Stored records
★ ★ ★
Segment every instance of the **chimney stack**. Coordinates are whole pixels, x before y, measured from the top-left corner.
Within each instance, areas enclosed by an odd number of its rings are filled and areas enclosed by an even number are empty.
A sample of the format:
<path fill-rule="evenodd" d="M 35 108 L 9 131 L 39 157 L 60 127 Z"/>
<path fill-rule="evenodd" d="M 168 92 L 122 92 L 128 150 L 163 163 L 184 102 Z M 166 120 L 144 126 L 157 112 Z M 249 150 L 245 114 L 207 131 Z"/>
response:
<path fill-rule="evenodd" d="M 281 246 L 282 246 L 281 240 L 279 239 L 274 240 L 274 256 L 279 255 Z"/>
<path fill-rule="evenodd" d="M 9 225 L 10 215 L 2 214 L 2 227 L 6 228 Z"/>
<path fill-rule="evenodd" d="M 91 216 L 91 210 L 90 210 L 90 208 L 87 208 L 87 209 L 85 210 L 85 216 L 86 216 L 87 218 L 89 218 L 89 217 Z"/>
★ ★ ★
YOUR ASSIGNMENT
The lines to copy are those above that contain the string "instance".

EXPECTED ANSWER
Segment every instance of the **chimney stack**. Coordinates are whole pixels, x before y, measured from the top-left corner.
Within each instance, areas enclosed by an odd number of its rings are filled and areas enclosed by an even number are empty.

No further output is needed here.